* Task to carry out: Pull every line of the entries that has the word "background".

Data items
▼

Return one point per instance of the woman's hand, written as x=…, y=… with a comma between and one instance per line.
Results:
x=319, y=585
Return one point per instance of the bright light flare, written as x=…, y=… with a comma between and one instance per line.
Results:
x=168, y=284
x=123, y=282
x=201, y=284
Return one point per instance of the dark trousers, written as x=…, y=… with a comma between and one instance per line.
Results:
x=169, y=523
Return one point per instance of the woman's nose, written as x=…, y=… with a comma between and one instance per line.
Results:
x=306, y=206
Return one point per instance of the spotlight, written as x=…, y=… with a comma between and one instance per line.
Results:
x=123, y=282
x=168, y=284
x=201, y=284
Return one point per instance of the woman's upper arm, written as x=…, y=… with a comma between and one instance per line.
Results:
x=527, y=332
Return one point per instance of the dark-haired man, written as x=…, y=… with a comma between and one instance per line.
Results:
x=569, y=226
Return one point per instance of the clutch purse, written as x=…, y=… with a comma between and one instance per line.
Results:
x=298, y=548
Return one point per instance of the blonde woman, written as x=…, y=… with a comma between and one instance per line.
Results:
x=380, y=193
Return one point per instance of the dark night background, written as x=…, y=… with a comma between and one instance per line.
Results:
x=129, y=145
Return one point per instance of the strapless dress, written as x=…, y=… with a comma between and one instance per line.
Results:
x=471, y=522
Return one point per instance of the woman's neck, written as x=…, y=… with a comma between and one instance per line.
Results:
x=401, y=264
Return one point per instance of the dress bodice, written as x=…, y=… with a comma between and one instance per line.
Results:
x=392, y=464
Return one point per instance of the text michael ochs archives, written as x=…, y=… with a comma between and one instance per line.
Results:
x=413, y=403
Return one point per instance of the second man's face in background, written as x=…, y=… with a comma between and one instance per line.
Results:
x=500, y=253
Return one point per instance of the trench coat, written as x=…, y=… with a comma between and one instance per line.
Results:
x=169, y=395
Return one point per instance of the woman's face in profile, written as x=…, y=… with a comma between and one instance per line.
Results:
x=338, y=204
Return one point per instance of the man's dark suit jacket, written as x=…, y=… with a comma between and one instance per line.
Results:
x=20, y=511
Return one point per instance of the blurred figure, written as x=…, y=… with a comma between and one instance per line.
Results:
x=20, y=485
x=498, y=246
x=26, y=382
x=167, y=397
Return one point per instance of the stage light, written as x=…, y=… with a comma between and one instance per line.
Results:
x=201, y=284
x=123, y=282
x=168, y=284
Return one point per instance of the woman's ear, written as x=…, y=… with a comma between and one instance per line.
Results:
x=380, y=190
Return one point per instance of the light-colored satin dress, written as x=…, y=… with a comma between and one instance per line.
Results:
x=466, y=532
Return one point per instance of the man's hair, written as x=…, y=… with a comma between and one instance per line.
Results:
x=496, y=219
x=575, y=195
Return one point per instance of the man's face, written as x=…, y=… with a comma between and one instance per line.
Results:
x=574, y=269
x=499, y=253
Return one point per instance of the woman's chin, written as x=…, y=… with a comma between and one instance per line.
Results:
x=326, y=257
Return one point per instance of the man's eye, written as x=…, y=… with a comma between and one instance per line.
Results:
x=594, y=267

▲

* Solution for this problem:
Return one point per instance of the dark night background, written as x=…, y=… with a comma between and one instance per line.
Return one point per instance of the second man's face in background, written as x=…, y=… with a comma between and one instance per line.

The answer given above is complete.